▶ **REQUIREMENTS**: Copy all of the lines below letter for letter, and leave the pictures out of your copy.

(Location labeling records)
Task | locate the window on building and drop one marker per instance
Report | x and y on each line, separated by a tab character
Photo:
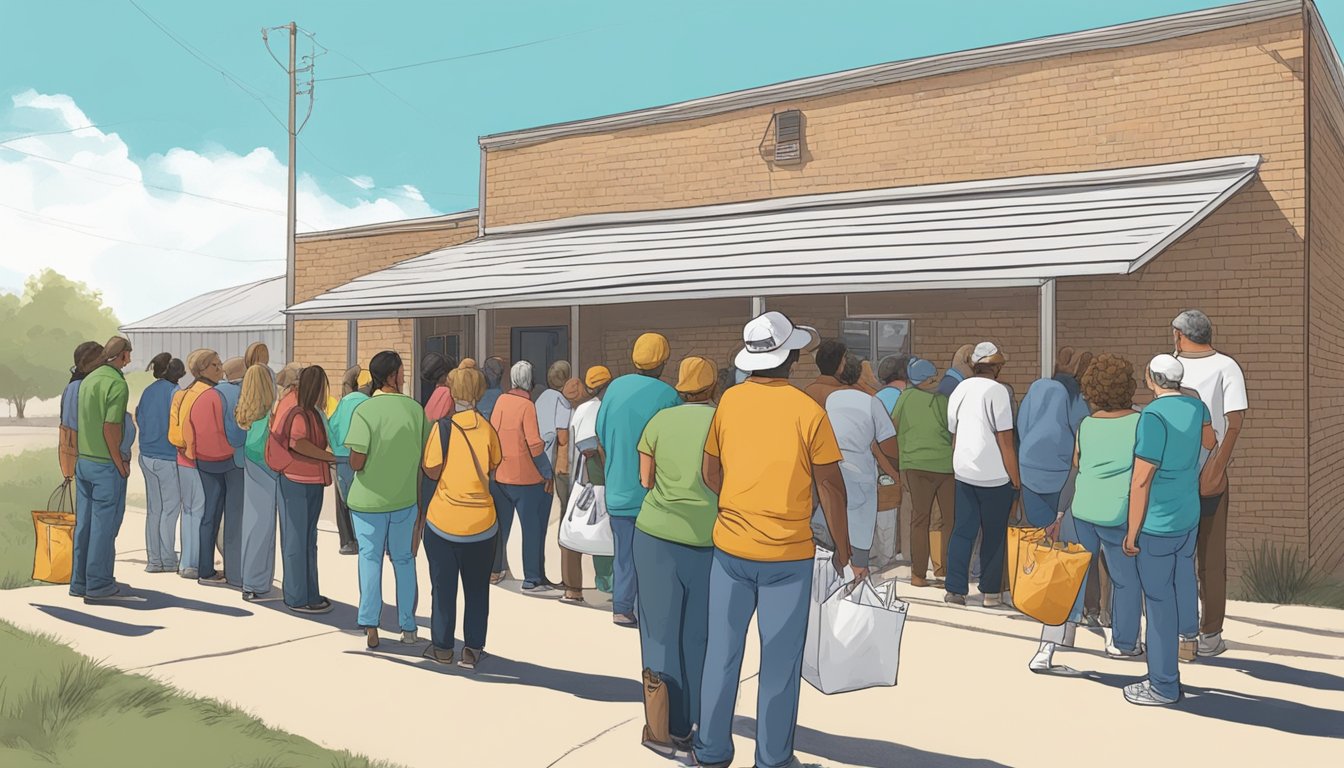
875	339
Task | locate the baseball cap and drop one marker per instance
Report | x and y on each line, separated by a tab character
651	351
768	342
921	370
987	353
596	377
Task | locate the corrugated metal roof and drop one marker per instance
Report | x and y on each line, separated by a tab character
997	232
238	308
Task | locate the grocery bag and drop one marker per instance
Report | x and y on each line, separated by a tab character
854	632
586	527
1044	576
54	530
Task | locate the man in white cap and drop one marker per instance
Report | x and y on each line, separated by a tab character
766	445
984	463
1164	521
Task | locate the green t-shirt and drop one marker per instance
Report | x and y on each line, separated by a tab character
1105	468
680	507
102	400
921	420
391	431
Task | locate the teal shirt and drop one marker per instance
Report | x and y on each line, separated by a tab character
1105	468
1168	435
339	423
679	507
626	408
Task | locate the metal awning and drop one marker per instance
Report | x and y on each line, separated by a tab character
987	233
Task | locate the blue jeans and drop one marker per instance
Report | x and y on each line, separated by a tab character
674	620
534	513
625	584
101	505
300	505
1126	603
777	593
390	533
1159	558
979	511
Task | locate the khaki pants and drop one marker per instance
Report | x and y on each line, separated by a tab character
1211	565
929	538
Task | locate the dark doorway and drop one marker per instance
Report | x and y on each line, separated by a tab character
540	346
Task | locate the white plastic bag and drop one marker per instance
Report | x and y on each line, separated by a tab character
854	632
586	527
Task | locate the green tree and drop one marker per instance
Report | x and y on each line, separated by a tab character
40	331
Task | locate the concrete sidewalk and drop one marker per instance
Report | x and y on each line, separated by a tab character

▶ **RESPONSE TO THIS TASK**:
Task | locate the window on building and drop one marker per instance
Report | x and y on each line, separated by a tab character
Photo:
875	339
Task | locate the baseball cap and drop one marker per instance
Report | x and y on each line, separated by a tab character
651	351
768	342
921	370
987	353
596	377
Task | locate the corrugated metal roof and drop one marker per instance
Report | x and y on each line, separated by a tab character
997	232
238	308
Task | locate the grocery bag and drop one marker per instance
Report | x and y on each line, separated by a tab character
854	632
586	527
1044	576
54	530
Task | locate the man in white cap and drop one marker per instance
Report | x and y on each line, separated by a tab character
766	445
984	463
1164	521
Task | locate the green t-shirt and drop one marker per instance
Report | x and y on each line, separated by a tab character
1105	468
680	507
102	400
921	420
391	431
Task | locate the teal shirt and drop one marker per instance
Report | x and y on each line, separated by a tab character
1105	468
1168	435
339	423
679	507
626	408
Task | locate the metal awning and drop one marker per instance
Report | x and y on each line, separated by a tab character
987	233
Task | locate the blue jeans and drop one marker per instance
Report | x and y on each line, separated by a tab character
674	620
534	513
625	584
101	505
300	505
1126	603
777	593
390	533
1159	558
979	511
Task | locate the khaki pants and drop one marker per instance
Report | x and y on each line, separated by a tab character
1211	565
929	538
Task | locate the dark doorway and drop one marker per instance
Report | x and y on each line, separated by a tab character
540	346
Task | locate the white plastic bag and drop one marker per instance
Report | x and y on each line, separated by a tab character
854	632
586	527
Task | locate the green tree and drop one marker per instance
Report | x and y on each line, separated by a tab character
40	331
Task | locate the concrete sidewalk and drop one marker per instance
Report | x and y on each line, separated by a tab character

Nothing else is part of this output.